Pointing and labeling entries
-------------------------
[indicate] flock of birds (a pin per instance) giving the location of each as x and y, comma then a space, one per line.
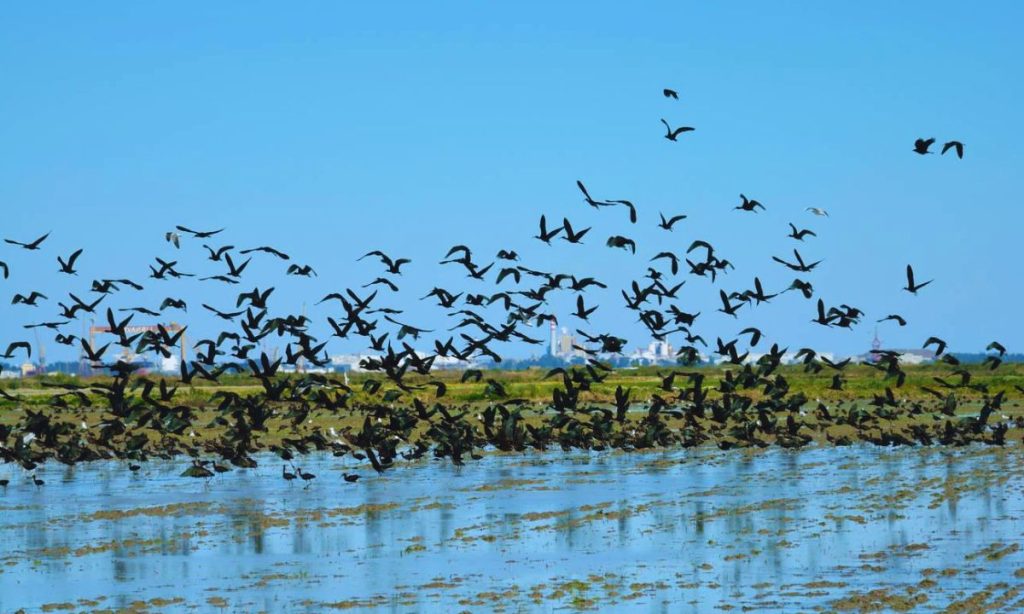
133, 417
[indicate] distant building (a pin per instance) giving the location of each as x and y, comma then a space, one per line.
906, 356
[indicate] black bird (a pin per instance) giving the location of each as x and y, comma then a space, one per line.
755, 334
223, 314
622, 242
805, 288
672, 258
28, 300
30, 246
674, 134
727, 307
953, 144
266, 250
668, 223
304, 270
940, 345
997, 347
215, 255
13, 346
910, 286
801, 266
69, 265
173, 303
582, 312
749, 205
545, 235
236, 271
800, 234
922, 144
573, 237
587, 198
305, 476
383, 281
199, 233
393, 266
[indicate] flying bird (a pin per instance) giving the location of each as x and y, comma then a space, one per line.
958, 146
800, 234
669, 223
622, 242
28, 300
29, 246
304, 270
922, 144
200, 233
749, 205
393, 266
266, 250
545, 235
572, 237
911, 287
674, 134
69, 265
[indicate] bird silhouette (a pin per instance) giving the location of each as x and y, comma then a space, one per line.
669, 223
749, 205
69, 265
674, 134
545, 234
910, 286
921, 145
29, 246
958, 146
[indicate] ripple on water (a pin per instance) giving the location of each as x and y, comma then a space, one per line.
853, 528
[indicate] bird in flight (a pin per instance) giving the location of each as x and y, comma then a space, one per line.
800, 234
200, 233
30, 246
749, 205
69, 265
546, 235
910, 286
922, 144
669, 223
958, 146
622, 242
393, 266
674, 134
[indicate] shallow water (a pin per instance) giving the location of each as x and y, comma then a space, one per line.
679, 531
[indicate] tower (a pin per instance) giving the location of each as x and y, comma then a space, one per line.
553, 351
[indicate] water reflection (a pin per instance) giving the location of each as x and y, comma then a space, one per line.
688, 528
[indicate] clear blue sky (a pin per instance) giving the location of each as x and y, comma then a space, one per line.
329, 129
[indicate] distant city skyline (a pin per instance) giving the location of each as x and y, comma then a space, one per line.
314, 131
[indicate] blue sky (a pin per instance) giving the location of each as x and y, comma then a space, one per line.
-------------------------
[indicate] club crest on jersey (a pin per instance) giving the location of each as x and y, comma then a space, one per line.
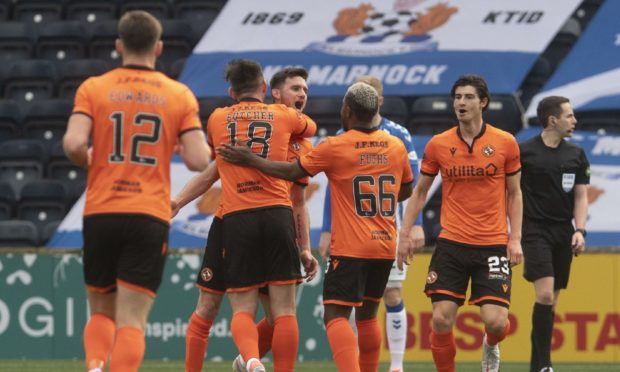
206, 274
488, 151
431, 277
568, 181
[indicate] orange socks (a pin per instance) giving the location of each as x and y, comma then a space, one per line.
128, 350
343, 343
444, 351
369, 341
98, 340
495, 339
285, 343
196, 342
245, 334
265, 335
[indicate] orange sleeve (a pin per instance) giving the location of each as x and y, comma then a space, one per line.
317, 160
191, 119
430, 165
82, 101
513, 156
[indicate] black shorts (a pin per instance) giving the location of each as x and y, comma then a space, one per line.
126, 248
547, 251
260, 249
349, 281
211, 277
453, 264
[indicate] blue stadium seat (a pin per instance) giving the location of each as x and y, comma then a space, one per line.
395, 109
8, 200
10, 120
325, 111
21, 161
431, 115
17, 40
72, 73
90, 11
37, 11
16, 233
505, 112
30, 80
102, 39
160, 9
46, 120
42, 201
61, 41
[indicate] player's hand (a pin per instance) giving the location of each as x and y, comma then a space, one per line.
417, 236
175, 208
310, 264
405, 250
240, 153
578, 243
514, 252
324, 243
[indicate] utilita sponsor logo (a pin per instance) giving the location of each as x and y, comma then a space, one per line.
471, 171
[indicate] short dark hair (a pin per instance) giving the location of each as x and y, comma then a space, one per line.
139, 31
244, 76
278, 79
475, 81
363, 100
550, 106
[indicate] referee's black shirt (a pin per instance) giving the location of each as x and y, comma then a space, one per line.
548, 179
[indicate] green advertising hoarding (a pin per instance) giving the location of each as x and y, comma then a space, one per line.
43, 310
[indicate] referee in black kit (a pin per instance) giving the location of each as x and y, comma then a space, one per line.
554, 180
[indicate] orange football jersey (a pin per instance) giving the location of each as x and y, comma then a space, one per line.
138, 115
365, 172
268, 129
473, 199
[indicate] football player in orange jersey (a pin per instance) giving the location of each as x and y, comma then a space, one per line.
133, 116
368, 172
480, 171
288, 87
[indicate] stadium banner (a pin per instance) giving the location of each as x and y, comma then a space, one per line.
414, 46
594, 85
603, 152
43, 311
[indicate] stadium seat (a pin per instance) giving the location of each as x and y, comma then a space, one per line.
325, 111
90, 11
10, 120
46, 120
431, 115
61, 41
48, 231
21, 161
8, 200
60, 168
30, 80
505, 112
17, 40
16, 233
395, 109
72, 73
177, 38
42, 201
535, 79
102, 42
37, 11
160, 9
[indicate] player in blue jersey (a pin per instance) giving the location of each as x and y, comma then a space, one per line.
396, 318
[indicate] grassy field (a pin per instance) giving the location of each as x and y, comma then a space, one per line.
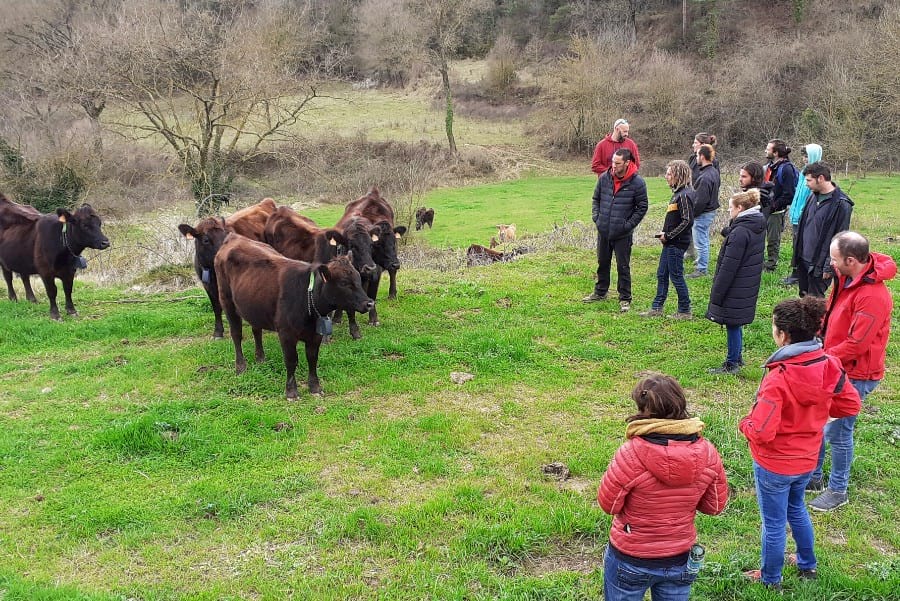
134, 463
-------------------------
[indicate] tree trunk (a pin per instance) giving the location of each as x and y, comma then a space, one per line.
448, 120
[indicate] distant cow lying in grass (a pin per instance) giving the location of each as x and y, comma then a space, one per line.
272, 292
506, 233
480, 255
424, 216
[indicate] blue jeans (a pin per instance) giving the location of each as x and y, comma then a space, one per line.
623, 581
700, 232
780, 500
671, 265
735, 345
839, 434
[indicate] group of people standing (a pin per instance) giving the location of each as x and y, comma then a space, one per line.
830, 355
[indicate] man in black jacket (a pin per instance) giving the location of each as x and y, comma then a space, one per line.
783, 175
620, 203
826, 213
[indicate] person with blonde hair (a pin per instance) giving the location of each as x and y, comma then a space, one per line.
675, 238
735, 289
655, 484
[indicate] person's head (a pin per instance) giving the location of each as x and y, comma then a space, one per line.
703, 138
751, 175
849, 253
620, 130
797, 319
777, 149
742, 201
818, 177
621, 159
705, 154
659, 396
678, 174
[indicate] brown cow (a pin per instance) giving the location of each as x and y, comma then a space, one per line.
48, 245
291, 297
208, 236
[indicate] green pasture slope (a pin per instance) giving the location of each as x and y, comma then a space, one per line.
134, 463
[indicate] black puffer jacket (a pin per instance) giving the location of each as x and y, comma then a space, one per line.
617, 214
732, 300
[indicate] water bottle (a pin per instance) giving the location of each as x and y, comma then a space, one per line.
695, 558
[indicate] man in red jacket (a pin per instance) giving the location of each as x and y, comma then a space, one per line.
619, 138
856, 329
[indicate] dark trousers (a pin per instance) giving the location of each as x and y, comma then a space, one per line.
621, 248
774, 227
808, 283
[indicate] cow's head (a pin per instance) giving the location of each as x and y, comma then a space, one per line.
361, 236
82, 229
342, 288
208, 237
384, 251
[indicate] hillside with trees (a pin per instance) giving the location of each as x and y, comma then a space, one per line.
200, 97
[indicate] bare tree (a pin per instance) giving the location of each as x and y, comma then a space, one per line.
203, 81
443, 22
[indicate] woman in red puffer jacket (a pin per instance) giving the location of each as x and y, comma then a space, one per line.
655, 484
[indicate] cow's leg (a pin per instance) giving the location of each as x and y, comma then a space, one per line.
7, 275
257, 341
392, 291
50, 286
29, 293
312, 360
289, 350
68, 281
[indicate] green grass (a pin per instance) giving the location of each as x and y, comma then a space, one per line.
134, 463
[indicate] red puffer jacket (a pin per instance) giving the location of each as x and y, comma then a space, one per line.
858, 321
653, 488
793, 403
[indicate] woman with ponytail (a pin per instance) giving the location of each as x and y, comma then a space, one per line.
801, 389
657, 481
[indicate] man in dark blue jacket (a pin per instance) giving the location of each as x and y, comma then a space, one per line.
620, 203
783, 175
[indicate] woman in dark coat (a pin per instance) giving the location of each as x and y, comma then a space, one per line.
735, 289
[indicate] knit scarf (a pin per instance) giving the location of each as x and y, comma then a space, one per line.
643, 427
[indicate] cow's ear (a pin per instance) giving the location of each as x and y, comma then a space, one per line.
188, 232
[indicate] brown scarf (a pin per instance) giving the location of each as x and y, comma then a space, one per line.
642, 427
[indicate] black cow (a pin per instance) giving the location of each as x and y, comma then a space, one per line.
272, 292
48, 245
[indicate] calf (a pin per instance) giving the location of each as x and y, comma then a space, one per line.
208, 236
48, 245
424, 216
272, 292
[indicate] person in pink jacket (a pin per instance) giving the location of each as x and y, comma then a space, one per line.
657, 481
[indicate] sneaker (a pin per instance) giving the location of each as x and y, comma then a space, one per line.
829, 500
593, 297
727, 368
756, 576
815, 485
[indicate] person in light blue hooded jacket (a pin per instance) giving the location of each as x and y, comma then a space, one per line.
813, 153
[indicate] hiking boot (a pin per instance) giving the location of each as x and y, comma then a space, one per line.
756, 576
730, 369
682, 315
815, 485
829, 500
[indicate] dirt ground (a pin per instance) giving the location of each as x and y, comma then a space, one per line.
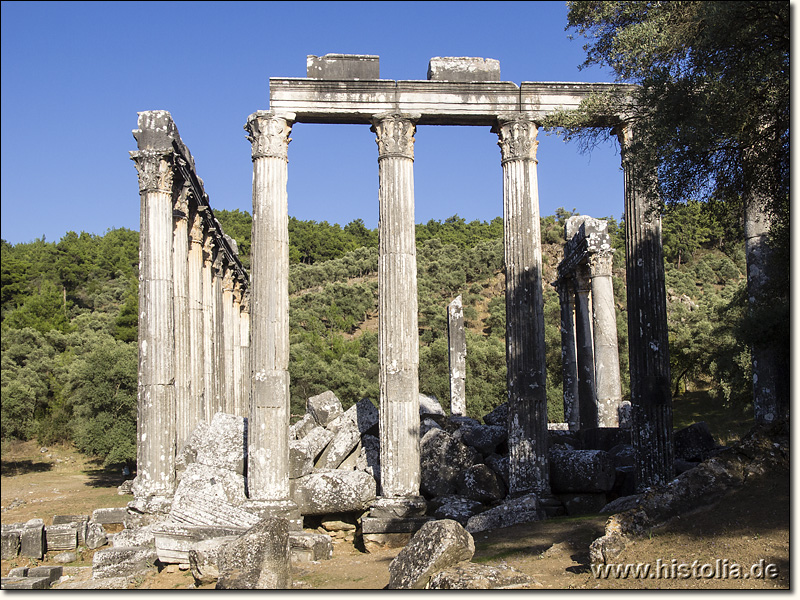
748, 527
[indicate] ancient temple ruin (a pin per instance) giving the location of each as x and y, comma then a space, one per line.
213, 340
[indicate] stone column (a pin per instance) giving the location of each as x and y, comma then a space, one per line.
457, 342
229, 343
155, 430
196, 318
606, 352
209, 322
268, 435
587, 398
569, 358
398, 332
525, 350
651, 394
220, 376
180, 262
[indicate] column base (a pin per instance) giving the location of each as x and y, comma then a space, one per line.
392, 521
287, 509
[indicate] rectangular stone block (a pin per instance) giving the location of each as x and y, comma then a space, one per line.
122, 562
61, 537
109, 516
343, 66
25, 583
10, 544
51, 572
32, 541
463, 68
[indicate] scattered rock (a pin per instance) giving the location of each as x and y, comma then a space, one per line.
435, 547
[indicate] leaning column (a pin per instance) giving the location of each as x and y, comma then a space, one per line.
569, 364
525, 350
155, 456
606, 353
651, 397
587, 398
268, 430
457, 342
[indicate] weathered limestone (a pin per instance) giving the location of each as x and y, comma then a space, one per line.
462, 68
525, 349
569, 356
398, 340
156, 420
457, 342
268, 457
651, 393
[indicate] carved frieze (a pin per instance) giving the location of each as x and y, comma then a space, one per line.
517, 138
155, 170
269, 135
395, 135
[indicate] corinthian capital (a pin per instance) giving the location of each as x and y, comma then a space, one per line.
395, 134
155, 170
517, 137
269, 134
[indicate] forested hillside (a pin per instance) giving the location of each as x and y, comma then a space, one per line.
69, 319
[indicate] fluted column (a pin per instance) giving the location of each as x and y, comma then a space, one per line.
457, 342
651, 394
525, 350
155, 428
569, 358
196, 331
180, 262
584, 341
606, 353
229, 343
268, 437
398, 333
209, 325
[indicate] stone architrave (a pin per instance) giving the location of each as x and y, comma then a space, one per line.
-------------------------
- _Work instructions_:
Select and copy every row above that contains the string "hillside". Case matters, so only rows with a case-exact match count.

- _Reply to the task_:
[indicate] hillside with trees (a pin per instance) giving the location of each as x and y, comma then a space, one per line.
[indicate] forested hillside (a pin per instance) giving the location of each as x and y, comma then a space, one per line.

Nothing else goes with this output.